§ SOURCE
-- -- --

Hello, ESPers worldwide!
In this ESP project leader profile, we will take a closer look at the work of Barrie J. Roberts, who has created mediation as a second language (MSL). Here is her bio:
Barrie J. Roberts has been a public interest lawyer, mediator, ESL/ESP instructor, and Alternative Dispute Resolution (ADR) Director/Consultant for two southern California superior courts, working with judges, attorneys, and court staff to develop court-connected mediation programs.
She created Mediation as a Second Language (MSL), aka ESP for Conflict Resolution, and has taught a variety of MSL courses for undergraduates at UC Berkeley and LL.M. students at Chapman University’s Fowler School of Law in Orange, California.
Barrie has presented at TESOL, CATESOL, ETAI, the Global Legal Skills Conference, the International Conference on Conflict Resolution in Education, and most recently in Tokyo at the August 2016 Joint International Conference on ESP in Asia. Along with four UC Berkeley colleagues, she will be presenting a workshop at TESOL 2017 called Conflict Resolution and ELT: Win-Win Approaches for All.
If you have been reading the TESOL blog, you may already be familiar with some of Barrie’s work through the guest post by Sybil Marcus titled “Literature in ELT: Using Literature for Conflict Resolution.” In Barrie’s interview, you will see how her beliefs and experiences have shaped her approaches to MSL.
Barrie J. Roberts, B.A., J.D., M.A., LL.M.
Founder of Mediation as a Second Language (MSL)
Contact: www.mslmediation.com
Define leadership in your own words.
I haven’t had a moment’s peace since Kevin asked me to follow that instruction. Leadership is not a key vocabulary word for mediators; we tend more toward collaboration and facilitation. But today I tried an old mediator’s trick on myself: “Tell me why this isn’t working for you.”
That I can do! A mediator’s job is to facilitate communication between people who are stuck in a dispute. Our goal is to help them understand each other in new ways so that they can solve their own problems. To accomplish this, mediators “control the process,” providing a structured, fair and respectful session rooted in “active listening” designed to help participants feel relaxed, safe, and hopeful enough to start working together on the same team, often quite creatively.

-- -- --

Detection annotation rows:

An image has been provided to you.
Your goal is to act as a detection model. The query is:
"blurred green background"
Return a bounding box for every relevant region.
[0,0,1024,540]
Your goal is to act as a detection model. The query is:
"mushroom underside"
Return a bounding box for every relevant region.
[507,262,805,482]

-- -- --

§ SET TASKS
1 – According to the profile of Barrie J. Roberts, where and when did she most recently present?
2 – Using the profile of Barrie J. Roberts, explain why mediators "control the process" during a session.
3 – Write the next part of the profile of Barrie J. Roberts, picking up after its final sentence.
The rows are separate material and are not part of the profile.

§ EXPECTED ANSWERS
1 – In Tokyo, at the August 2016 Joint International Conference on ESP in Asia.

2 – Mediators control the process to accomplish their goal of helping people in a dispute understand each other in new ways so they can solve their own problems. The structured, fair and respectful session is designed to help participants feel relaxed, safe, and hopeful enough to start working together on the same team.

3 –
Wait a minute! By describing mediation, have I described some key elements of leadership?
My ESP students certainly think so, as they rise in role-plays to greet the “disputants,” take control of the mediation process and lead the problem-solving session at the end. And if you walked into my classroom without knowing what was going on, you’d assume that the mediators were group leaders, and so they are.
Tell me an ESP project success story. Focus on your communication as
a leader in the project. How did you communicate with stakeholders to
make that project successful?
I’ll describe two projects, one small and complete; one big, endless and with room for you.
Negotiating for an ESP-Negotiations Course
Several years ago I was invited to teach a negotiations course for two groups: native-English-speaking law students from the United States, nonnative-English-speaking (NNES) lawyers whose English was high-intermediate at best.
What a terrible idea! The role-plays alone would present linguistic, cultural, academic, professional, and ethical frustrations for professor and students alike. I wanted to teach a separate ESP–negotiations course for the NNES lawyers but (1) the school had never offered such a course and (2) the invitation to teach was not exactly in the form of a signed contract, so my leverage was on the thin side.
How could I get the dean to see why an ESP-negotiations course was such a good idea? And how could I accomplish my goal without worrying the current negotiations professors about threats to their own courses?
Instead of trying to persuade anybody about anything, I decided to try active listening to see how the current negotiations professors felt about having “foreign” students in their courses. Either they’d make my case for me or I’d learn that I had it all wrong.
Sure enough, and quite understandably, these law school professors described frustrations with papers, plagiarism, assigned readings, misunderstandings, grading, and, of course, role-plays, all of which they had swept under the rug because they didn’t seem to have any options. These professors had no experience with ESL, ESP or any other “E,” and if I wanted the very students that they were not equipped to teach, I’d be doing them a favor—as long as there were enough American students to fill their classes.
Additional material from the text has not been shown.